### TEXTE SOURCE
----
Le gouvernement lance une consultation nationale en ligne sur son projet de loi "Pour une République numérique". Frédéric Hélein, mathématicien responsable scientifique du RNBM, le Réseau National des Bibliothèques de Mathématiques, nous décrypte les enjeux de l'article 9 relatif à la diffusion électronique des publications de la recherche scientifique. Il nous évoque la contre-proposition du CNRS.
Les publications scientifiques jouent un rôle central dans la recherche, non seulement comme outil de diffusion de découvertes et de nouvelles connaissances, mais aussi parce qu'elle nourrissent en retour la recherche scientifique. C'est pourquoi il est si important de pouvoir les diffuser le plus largement et le plus rapidement possible : d'une part parce qu'il est légitime de vouloir les rendre accessibles au plus grand nombre (et ce, d'autant plus que les travaux ont été financés par des fonds publics), et d'autre part parce que les chercheurs ont besoin d'accéder à ces publications de la façon la plus complète et la plus rapide possible. En outre, les moyens de recherche, de fouille dans l'immensité de ces données, rendus possibles par leurs traitements électroniques, sont en train de devenir un des enjeux cruciaux dans le futur.
----
### LISTE
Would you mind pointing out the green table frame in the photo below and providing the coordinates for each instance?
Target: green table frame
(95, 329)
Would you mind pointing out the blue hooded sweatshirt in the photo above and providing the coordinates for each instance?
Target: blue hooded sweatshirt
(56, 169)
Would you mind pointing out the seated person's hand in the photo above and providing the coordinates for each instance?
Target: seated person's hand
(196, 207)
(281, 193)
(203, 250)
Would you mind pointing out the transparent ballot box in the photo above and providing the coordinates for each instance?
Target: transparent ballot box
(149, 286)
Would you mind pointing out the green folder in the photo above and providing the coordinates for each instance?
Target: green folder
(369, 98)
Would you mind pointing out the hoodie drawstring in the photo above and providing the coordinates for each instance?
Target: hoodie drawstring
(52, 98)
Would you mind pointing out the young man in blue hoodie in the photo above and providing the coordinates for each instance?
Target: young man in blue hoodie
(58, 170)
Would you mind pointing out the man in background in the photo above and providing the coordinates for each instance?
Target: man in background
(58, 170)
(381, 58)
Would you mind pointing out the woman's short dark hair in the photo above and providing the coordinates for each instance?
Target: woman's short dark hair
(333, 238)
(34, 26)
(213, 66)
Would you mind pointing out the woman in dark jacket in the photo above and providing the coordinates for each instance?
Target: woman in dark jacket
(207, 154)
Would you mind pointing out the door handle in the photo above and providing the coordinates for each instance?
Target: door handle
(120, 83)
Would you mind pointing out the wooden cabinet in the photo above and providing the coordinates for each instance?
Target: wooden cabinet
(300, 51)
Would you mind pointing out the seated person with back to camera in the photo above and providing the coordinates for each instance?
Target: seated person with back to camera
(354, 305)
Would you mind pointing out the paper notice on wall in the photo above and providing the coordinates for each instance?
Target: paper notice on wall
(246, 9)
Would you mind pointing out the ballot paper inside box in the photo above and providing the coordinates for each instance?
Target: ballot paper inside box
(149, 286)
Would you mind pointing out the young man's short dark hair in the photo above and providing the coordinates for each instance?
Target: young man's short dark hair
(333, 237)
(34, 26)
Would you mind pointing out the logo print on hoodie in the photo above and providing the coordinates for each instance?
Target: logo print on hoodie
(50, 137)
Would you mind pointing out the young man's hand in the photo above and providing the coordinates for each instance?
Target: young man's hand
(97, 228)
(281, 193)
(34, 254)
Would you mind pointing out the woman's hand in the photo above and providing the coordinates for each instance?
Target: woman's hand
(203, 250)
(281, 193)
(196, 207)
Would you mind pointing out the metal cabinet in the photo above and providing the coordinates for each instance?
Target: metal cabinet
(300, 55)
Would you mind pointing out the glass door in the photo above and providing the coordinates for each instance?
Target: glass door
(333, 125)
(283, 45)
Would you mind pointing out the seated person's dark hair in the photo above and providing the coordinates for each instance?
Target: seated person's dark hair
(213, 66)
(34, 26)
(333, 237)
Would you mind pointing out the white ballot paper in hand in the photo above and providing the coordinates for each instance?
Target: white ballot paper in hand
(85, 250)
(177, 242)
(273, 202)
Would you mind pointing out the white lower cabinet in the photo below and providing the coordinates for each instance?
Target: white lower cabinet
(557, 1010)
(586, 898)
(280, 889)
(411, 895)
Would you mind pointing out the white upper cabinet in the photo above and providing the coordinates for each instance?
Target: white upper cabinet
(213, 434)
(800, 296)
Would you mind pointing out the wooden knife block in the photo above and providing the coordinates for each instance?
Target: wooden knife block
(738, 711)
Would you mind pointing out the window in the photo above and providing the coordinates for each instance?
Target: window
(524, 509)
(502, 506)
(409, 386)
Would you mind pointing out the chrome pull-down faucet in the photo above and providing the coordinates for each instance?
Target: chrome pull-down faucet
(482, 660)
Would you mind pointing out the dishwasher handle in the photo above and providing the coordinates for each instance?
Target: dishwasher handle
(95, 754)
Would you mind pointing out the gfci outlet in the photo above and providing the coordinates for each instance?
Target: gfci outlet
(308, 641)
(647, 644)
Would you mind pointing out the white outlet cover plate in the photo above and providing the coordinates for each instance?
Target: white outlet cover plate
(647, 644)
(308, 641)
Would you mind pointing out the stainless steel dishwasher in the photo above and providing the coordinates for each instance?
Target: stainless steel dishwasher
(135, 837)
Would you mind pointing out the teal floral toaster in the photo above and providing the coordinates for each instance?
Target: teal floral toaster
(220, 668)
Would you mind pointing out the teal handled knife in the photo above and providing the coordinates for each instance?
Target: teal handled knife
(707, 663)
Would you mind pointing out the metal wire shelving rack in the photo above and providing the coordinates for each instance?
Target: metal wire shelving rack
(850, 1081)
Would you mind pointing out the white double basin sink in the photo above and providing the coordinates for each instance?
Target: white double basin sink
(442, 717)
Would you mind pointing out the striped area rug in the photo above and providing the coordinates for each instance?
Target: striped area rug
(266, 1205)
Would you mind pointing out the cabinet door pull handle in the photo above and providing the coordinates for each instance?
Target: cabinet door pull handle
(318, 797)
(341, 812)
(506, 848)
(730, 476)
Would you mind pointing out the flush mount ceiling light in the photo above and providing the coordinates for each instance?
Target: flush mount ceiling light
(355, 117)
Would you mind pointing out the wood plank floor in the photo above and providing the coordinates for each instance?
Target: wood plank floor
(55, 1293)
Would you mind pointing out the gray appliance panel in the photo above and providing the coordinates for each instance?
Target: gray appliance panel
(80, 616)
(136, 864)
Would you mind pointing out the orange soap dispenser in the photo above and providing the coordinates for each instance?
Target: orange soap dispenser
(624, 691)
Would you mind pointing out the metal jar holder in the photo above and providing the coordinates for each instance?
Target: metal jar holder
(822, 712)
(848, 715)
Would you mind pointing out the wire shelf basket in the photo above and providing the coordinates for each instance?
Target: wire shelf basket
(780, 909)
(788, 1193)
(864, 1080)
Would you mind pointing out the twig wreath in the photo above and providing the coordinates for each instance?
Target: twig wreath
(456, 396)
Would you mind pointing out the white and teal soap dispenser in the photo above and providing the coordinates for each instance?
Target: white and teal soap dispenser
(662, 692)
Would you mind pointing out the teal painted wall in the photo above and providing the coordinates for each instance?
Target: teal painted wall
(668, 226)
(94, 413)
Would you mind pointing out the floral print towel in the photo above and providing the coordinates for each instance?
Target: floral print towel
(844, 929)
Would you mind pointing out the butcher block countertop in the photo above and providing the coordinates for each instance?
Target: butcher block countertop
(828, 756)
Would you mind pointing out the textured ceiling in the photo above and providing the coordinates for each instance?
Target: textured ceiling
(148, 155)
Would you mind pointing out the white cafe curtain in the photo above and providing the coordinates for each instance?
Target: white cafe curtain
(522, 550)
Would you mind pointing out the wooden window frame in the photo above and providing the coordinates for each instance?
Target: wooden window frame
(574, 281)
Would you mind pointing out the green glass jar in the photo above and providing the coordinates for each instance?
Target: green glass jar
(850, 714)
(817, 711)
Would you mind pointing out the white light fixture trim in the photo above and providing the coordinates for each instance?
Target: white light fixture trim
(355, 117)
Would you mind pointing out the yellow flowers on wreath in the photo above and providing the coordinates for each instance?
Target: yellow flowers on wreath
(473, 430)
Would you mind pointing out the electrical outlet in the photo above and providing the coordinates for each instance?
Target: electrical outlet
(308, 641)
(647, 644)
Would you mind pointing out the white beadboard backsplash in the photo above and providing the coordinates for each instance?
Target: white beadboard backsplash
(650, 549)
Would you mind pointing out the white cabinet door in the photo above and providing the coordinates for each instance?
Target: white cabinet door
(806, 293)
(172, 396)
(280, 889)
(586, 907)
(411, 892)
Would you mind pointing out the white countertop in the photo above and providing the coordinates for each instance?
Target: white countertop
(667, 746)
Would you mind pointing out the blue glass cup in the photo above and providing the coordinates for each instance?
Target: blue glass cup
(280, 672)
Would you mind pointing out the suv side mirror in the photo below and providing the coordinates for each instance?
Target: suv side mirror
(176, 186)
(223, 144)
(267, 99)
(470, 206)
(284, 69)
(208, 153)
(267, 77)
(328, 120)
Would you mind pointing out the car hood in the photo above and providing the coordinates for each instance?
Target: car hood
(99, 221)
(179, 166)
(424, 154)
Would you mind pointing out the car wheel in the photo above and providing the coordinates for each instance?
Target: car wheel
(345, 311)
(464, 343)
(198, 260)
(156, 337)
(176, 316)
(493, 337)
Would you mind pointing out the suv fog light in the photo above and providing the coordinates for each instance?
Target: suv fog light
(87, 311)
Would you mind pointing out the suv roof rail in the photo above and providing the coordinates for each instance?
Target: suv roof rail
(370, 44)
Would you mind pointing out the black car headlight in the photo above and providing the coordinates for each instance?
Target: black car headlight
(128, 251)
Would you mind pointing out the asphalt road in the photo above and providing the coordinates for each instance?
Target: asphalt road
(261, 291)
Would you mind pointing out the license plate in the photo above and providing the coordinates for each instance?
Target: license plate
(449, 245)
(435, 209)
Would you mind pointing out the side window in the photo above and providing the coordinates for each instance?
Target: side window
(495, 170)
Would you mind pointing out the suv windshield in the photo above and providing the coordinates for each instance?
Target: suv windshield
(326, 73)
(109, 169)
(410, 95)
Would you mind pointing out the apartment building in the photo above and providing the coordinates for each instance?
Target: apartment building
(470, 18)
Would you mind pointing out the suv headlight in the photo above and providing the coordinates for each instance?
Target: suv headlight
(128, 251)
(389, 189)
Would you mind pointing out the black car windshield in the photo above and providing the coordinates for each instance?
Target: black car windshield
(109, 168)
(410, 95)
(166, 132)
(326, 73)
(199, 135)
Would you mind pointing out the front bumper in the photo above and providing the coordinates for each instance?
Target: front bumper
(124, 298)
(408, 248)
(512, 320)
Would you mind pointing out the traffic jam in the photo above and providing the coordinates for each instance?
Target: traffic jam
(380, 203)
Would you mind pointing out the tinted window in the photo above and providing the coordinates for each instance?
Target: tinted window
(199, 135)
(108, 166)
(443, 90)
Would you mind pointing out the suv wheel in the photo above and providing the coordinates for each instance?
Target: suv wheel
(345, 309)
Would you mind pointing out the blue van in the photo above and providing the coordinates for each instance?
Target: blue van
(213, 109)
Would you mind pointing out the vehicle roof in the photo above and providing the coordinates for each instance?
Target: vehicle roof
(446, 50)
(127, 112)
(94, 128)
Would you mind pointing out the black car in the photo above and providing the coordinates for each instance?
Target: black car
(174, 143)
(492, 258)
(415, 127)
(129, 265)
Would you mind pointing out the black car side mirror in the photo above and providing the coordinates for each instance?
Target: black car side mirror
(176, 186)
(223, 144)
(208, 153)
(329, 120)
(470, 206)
----
### TRAVAIL À FAIRE
- a) Relevez toutes les tournures au superlatif construites avec « le plus » ou « la plus » dans le texte sur les publications scientifiques.
- b) Reprenez le texte sur les publications scientifiques à la suite de sa dernière phrase.

### LES RÉPONSES
- a)
- le plus largement
- le plus rapidement
- au plus grand nombre
- la plus complète
- la plus rapide

- b)
La situation actuelle est loin d'être satisfaisante : la communauté scientifique cède gratuitement aux éditeurs commerciaux des articles qu'elle a elle-même écrits, expertisés et validés et, en retour, les éditeurs vendent de plus en plus cher l'accès électronique aux documents qu'elle détient, soit en faisant payer les bibliothèques qui s'abonnent, soit en faisant payer les auteurs (c'est à dire leurs institutions) pour que leurs articles soient accessibles gratuitement, soit, parfois, les deux. Les plus gros éditeurs comme Elsevier, Wiley, Springer réalisent ainsi des bénéfices importants, tandis que les institutions qui financent la recherche ont de plus en plus de difficultés à les payer. Cette situation s'est accentuée ces dernières années, avec, comme résultat, une concentration de l'édition scientifique dans les mains de quelques groupes, qui ne fait que conforter leur situation de monopole.
La future « loi pour une République numérique » devra, entre autres, fixer les droits de diffusion et d'utilisation des publications et des données issues de la recherche financée par des fonds publics : c'est l'objet de l'article 9 de ce texte. Cet article comporte malheureusement de très graves lacunes et et, s'il était adopté en l'état, il constituerait un handicap pour la recherche en France et fragiliserait encore davantage les institutions françaises face aux gros éditeurs.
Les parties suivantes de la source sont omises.